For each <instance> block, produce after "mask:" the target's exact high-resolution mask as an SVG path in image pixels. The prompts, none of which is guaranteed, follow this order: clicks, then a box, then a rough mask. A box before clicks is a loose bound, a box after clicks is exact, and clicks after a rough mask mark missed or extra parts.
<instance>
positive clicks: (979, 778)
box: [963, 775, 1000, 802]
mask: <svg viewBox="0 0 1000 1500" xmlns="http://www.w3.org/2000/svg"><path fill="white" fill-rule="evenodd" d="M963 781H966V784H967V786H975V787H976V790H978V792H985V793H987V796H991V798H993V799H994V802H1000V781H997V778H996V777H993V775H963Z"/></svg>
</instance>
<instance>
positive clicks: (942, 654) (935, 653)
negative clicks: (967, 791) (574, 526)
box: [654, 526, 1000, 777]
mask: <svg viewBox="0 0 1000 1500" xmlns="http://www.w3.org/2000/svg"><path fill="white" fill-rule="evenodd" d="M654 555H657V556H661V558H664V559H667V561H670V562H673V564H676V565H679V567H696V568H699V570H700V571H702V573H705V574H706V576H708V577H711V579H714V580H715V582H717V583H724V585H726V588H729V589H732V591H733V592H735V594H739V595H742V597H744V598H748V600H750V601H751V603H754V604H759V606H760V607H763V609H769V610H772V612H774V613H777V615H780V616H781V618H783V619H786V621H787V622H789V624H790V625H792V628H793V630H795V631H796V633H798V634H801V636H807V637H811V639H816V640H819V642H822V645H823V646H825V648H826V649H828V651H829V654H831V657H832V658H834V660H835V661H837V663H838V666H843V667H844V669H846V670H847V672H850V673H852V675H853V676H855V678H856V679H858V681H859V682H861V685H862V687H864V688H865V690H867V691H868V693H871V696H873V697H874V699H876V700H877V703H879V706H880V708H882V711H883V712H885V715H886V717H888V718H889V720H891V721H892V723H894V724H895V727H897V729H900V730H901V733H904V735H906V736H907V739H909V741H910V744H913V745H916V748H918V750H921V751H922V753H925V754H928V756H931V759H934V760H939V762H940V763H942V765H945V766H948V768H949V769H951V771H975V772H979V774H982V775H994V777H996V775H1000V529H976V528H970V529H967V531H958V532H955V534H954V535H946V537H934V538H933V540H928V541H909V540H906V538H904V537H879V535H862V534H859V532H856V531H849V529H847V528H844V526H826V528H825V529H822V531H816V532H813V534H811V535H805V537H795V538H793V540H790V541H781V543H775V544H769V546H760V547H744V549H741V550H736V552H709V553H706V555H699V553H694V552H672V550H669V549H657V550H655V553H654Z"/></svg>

· · · ·

| PROBLEM TO WORK ON |
Copy the lines from the one holding "</instance>" through the one holding "box: [654, 526, 1000, 777]", both included, and change "negative" to "excluded" while leaving everything else the same.

| REPLY |
</instance>
<instance>
positive clicks: (942, 654) (935, 653)
excluded clicks: (967, 791) (574, 526)
box: [654, 526, 1000, 777]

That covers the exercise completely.